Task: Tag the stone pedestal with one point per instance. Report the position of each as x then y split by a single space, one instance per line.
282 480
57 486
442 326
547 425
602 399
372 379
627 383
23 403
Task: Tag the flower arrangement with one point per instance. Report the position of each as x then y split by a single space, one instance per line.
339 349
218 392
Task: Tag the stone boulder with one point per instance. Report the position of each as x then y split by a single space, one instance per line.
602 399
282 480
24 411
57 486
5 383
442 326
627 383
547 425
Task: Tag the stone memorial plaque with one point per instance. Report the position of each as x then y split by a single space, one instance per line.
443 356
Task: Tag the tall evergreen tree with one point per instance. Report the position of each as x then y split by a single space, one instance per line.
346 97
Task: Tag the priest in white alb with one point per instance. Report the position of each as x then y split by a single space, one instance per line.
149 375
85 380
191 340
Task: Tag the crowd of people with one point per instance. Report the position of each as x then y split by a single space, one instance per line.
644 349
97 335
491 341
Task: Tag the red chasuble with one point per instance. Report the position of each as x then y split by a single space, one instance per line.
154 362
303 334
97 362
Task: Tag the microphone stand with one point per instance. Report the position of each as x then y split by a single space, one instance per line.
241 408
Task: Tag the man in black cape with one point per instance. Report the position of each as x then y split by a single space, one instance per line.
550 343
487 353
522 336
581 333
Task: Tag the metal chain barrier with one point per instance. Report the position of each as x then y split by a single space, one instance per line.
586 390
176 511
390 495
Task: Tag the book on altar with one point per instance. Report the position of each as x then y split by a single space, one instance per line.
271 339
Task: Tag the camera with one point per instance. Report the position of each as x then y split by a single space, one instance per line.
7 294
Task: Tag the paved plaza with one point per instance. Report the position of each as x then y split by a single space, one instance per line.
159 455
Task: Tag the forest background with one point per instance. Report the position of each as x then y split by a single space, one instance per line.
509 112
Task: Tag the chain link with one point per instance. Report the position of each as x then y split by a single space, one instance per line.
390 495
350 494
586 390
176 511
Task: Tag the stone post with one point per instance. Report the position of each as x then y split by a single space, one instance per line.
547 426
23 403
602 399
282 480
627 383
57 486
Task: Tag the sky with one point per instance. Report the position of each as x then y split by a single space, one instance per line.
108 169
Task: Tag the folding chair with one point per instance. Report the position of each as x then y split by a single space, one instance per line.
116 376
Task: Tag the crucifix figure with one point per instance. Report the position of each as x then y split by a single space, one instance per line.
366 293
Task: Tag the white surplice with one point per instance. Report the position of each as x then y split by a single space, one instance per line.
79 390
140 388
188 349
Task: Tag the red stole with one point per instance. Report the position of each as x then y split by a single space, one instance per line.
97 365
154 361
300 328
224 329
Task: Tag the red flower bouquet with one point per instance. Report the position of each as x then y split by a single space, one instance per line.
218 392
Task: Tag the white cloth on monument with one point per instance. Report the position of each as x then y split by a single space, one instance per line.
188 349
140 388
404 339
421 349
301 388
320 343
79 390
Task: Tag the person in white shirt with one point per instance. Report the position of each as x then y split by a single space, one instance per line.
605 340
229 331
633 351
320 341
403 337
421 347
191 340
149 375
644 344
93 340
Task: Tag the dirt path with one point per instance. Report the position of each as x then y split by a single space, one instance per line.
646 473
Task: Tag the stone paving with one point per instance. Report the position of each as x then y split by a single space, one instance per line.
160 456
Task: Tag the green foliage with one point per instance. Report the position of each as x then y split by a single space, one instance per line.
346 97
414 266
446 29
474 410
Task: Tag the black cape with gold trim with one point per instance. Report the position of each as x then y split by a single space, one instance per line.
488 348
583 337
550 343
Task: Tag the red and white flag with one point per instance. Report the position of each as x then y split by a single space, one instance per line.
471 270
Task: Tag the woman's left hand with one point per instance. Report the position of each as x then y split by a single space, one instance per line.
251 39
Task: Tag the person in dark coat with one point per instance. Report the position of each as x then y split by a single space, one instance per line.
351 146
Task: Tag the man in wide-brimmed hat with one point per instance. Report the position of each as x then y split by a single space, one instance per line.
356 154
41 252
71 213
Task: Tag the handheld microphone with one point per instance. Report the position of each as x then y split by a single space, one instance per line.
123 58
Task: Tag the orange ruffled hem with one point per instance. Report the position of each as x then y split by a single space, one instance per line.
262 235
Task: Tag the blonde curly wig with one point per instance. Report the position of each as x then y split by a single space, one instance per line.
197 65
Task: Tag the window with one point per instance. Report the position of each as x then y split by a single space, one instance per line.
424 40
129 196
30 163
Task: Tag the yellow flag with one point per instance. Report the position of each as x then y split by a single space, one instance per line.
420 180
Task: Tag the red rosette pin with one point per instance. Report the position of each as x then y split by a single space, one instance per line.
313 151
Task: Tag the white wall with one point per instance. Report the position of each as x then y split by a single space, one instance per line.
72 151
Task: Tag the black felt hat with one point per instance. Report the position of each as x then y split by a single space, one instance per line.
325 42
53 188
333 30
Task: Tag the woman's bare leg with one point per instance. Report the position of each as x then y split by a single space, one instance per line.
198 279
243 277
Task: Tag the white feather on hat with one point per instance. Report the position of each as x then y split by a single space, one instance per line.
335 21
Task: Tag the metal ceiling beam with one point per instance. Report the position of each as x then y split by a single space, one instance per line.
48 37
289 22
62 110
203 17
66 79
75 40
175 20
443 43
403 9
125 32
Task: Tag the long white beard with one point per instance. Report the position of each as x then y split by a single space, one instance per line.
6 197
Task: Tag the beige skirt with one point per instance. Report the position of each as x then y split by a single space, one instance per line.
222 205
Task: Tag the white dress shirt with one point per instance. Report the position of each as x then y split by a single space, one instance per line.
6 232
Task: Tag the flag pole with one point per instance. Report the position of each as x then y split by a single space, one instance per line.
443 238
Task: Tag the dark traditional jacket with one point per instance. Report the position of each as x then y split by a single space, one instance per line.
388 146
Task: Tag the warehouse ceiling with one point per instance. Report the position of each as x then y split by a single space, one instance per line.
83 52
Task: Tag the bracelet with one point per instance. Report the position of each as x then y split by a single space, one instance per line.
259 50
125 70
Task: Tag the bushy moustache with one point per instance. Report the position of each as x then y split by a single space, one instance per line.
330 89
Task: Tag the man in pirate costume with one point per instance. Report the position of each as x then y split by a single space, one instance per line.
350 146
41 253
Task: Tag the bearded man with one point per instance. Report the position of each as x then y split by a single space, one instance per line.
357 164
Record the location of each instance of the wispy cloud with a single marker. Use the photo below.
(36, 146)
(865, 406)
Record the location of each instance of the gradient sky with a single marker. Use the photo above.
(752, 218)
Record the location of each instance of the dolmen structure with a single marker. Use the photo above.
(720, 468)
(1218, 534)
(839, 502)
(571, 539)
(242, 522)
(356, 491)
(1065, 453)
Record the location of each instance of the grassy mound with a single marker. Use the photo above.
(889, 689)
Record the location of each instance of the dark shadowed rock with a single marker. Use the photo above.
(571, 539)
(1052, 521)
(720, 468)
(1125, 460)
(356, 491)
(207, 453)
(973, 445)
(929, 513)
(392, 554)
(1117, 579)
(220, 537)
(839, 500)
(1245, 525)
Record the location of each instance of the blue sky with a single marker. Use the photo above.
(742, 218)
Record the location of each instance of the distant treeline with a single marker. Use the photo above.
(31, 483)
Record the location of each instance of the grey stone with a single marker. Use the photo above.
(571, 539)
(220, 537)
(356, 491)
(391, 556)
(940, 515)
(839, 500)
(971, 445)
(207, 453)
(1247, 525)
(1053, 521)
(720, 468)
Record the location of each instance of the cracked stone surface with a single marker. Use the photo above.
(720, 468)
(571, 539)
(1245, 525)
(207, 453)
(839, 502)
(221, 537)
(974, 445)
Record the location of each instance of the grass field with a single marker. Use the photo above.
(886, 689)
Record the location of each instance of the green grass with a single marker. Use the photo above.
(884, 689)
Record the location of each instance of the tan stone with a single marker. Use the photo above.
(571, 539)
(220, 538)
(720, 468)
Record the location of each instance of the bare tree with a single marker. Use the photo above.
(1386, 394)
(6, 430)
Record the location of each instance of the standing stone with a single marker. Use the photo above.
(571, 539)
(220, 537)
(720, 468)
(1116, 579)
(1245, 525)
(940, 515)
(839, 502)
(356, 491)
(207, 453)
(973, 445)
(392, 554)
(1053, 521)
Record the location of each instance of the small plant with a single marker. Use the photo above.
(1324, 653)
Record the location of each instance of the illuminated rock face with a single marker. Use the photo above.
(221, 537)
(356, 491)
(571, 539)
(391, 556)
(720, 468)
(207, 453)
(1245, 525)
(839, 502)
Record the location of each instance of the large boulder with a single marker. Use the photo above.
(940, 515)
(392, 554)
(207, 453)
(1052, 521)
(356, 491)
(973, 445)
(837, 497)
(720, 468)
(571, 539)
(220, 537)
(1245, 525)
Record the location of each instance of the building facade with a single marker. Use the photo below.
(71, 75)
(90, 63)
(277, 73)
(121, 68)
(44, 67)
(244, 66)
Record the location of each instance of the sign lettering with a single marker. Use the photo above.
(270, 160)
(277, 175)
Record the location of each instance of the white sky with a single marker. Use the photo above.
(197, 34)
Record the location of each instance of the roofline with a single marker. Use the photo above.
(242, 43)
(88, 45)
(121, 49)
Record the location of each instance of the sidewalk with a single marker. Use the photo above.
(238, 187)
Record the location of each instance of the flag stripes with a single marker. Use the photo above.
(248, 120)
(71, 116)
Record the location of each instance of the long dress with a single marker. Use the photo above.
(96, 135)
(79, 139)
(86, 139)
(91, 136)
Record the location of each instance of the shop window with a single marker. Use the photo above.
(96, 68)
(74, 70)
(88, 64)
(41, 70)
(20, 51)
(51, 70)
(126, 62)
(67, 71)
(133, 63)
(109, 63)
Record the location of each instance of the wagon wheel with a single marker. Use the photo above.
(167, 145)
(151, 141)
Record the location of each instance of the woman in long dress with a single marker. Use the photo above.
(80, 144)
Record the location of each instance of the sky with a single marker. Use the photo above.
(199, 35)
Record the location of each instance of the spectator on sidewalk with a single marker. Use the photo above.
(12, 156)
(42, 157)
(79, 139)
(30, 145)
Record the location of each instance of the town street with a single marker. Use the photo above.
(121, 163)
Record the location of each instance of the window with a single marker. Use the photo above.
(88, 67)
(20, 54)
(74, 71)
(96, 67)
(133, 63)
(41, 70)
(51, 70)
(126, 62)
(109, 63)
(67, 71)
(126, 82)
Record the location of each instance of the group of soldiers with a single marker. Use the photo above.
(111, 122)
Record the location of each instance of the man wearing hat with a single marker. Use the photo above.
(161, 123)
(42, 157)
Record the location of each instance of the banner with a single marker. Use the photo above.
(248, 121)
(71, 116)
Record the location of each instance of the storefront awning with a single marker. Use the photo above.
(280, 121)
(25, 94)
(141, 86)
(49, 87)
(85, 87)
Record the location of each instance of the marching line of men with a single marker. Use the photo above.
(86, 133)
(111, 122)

____

▶ [Instructions to follow]
Find the line that contains "Record the location of each instance of the marching". Copy it and every line after it to the end of the records, exactly, and nothing more.

▶ [Response]
Record the location of each instance of the marching line of men with a single marker. Use the photo above.
(86, 133)
(111, 122)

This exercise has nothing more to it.